** START ROWS **
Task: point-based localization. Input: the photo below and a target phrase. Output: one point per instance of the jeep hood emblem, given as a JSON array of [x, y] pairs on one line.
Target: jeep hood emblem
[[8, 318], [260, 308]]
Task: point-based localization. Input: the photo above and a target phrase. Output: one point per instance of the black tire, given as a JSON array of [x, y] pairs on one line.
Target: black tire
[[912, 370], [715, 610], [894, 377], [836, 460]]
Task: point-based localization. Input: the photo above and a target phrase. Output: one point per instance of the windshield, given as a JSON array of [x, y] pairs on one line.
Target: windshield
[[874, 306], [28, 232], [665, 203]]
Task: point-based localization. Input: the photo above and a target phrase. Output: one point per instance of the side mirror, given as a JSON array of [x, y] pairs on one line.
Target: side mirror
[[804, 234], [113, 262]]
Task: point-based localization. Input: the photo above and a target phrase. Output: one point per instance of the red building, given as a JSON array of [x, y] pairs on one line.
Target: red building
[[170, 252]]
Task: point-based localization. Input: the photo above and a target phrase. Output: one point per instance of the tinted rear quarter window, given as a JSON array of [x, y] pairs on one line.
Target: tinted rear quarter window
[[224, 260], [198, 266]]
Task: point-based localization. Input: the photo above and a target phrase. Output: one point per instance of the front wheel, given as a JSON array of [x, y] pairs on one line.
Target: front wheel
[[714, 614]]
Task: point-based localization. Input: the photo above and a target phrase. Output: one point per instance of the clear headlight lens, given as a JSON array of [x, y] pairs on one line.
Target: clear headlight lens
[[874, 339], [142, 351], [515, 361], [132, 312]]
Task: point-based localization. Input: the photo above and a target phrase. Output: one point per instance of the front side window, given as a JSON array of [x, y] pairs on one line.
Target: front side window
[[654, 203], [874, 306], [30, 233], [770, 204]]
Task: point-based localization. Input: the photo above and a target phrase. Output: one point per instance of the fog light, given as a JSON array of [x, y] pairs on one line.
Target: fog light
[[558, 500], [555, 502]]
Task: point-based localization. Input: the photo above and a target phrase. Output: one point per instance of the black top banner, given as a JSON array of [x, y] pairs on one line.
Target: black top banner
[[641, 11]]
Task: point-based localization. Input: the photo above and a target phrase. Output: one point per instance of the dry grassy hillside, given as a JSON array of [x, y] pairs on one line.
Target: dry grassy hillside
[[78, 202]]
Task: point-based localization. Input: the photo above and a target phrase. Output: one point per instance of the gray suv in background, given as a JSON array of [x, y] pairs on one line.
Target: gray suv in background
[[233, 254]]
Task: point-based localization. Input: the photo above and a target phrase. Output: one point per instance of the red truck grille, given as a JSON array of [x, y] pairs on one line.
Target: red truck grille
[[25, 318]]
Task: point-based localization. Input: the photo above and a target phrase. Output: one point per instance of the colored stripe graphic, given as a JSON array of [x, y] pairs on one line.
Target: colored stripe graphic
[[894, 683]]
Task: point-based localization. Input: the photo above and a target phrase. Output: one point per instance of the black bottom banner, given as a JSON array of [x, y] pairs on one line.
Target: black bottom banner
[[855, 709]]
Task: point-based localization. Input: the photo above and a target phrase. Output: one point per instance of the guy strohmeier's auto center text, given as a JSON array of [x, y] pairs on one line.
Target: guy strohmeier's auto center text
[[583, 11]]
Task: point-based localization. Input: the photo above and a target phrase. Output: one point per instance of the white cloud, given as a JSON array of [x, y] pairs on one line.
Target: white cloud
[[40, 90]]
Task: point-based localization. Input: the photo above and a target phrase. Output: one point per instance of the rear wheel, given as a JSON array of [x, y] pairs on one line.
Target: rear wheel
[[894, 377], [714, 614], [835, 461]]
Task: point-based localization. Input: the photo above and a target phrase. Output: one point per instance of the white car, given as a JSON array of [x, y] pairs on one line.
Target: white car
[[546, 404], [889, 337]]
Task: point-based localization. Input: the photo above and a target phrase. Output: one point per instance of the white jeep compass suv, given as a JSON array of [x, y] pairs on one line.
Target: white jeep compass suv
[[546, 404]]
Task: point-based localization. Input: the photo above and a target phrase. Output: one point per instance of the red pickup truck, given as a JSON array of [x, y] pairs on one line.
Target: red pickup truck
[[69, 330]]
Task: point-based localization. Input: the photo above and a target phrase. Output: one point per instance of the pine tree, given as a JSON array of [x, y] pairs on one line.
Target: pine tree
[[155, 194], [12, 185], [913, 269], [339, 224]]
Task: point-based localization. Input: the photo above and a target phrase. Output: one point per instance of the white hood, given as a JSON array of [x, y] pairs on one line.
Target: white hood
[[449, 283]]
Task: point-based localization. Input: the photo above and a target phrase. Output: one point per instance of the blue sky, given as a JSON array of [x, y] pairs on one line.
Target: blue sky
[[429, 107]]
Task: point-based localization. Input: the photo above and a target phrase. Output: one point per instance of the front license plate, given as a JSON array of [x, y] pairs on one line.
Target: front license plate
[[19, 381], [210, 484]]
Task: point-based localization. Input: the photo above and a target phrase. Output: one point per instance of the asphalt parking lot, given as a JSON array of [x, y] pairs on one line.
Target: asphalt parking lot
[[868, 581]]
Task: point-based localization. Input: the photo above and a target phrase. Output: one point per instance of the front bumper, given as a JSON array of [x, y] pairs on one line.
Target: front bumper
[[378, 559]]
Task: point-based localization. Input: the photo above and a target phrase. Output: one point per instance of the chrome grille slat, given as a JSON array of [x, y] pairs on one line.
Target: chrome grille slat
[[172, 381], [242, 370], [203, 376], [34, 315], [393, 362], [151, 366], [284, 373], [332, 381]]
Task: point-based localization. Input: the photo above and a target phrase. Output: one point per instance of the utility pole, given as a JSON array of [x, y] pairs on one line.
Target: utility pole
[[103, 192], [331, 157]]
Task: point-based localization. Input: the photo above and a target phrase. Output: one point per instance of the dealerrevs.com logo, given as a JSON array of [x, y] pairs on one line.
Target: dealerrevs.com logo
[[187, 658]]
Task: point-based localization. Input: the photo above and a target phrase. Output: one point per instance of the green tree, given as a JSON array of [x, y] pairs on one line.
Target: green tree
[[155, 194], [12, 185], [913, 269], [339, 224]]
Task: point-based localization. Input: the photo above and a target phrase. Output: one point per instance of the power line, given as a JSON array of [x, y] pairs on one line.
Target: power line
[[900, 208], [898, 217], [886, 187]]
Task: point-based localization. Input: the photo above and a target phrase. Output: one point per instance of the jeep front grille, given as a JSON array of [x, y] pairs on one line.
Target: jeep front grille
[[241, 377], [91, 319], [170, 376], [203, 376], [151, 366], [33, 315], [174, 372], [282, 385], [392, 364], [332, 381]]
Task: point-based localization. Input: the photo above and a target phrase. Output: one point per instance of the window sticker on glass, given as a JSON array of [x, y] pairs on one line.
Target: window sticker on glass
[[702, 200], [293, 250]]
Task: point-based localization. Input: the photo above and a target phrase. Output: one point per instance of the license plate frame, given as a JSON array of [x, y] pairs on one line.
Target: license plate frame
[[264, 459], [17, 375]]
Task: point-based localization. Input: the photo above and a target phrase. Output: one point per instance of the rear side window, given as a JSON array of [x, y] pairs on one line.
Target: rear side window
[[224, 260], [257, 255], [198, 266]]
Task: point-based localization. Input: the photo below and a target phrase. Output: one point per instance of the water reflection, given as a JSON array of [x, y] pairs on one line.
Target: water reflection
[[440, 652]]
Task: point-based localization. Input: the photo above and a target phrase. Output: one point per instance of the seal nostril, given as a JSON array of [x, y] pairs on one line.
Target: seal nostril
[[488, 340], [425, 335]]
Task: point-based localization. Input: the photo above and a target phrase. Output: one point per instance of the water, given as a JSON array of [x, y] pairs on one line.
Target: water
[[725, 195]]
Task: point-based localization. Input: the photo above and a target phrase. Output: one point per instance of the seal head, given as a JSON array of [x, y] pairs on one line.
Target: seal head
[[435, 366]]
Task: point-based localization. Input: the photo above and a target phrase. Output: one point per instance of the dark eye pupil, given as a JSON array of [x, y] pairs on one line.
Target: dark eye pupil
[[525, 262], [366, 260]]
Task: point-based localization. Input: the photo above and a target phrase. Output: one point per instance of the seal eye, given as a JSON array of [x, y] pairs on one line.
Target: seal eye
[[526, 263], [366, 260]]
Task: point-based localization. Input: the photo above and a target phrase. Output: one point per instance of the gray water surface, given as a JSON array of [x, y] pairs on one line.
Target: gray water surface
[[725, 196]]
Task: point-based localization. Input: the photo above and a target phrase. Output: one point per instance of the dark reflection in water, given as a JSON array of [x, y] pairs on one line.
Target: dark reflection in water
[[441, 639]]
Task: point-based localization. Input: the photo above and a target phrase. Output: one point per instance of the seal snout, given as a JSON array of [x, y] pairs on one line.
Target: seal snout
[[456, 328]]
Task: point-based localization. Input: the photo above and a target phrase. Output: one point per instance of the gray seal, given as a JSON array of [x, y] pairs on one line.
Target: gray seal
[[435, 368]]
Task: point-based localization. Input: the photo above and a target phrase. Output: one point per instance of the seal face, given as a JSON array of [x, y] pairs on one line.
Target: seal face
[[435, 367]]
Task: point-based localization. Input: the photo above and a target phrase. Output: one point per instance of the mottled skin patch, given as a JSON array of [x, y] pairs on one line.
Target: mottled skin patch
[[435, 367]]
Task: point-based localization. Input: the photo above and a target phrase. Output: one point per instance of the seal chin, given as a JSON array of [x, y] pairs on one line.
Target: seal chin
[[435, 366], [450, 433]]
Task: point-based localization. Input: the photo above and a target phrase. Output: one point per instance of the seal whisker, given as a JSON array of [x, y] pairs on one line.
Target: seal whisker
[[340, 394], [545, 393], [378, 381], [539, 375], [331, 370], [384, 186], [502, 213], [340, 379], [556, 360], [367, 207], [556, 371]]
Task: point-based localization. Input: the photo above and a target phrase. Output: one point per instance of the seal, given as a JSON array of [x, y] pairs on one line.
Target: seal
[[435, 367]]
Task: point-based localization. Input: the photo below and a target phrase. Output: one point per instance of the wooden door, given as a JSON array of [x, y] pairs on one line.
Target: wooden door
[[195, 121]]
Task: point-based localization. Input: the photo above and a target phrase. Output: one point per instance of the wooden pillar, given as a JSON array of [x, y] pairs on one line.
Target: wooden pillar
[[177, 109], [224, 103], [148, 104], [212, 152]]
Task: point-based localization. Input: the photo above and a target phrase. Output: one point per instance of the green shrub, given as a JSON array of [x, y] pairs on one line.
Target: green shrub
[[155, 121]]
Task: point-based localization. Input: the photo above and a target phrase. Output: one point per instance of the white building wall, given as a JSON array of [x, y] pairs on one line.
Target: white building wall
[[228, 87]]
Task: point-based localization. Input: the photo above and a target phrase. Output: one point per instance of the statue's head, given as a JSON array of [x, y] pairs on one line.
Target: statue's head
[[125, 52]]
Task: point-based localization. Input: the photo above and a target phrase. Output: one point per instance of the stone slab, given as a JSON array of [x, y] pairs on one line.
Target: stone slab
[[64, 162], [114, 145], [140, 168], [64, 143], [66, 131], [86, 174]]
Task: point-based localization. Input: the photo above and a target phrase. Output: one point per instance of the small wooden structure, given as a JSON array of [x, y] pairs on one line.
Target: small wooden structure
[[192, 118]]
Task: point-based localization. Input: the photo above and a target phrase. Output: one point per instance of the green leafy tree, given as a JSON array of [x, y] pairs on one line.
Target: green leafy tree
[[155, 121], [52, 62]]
** END ROWS **
* WHAT TO DO
Return the lines of the records unchanged, starting with the line that contains "of the clear" and ending with the line that contains "[[874, 339], [142, 351], [515, 361], [132, 312]]", both included.

* RESULT FOR THIS TASK
Task: point-based localization. Input: the photo above and a target phrase. Output: one point per instance of the clear headlight lens, given as a JSON array of [x, y] pairs on one line.
Target: clear headlight lens
[[874, 339], [142, 351], [515, 361], [132, 312]]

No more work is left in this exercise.